* [TEXT EXCERPT]:
>>

Casa de muñecos is a Chilean telenovela created by Nona Fernández and Marcelo Leonart, that premiered on Mega on August 20, 2018 and ended on March 11, 2019. It stars Gabriela Hernández, Héctor Noguera, Sigrid Alegría, Luz Valdivieso, Celine Reymond and Daniela Ramírez.

Premise 
The telenovela revolves around the Falco sisters, who learn that their mother, Nora, has abandoned their father after more than 50 years of marriage. This event leads them to question the apparent happiness and stability in their own lives and undertake a search for true happiness. What they ignore is that Nora suffers from Alzheimer's disease and her drastic decision is only a desperate attempt to live to the fullest the days of lucidity she has left.

<<

* [SOURCE MATERIAL]:
>>

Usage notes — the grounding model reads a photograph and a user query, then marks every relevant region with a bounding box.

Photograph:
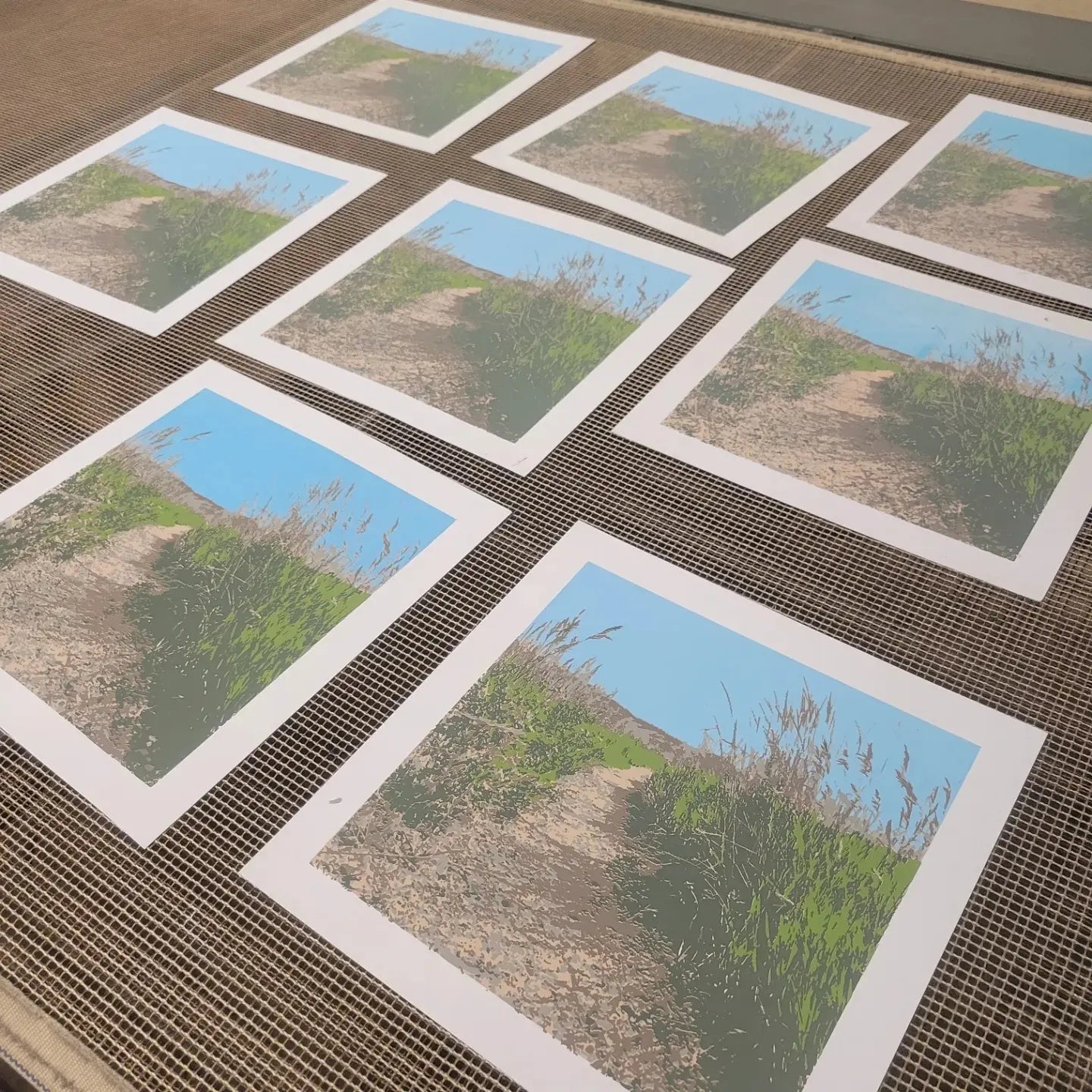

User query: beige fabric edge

<<

* [REQUIRED TASKS]:
A - According to the telenovela description, how long had Nora been married when she left the sisters' father?
B - Retype the part of the telenovela description starting with "Casa de muñecos" and going on through "and Daniela Ramírez.".
This material has no connection to the text.

* [WRITTEN RESPONSES]:
A - More than 50 years.

B -
Casa de muñecos is a Chilean telenovela created by Nona Fernández and Marcelo Leonart, that premiered on Mega on August 20, 2018 and ended on March 11, 2019. It stars Gabriela Hernández, Héctor Noguera, Sigrid Alegría, Luz Valdivieso, Celine Reymond and Daniela Ramírez.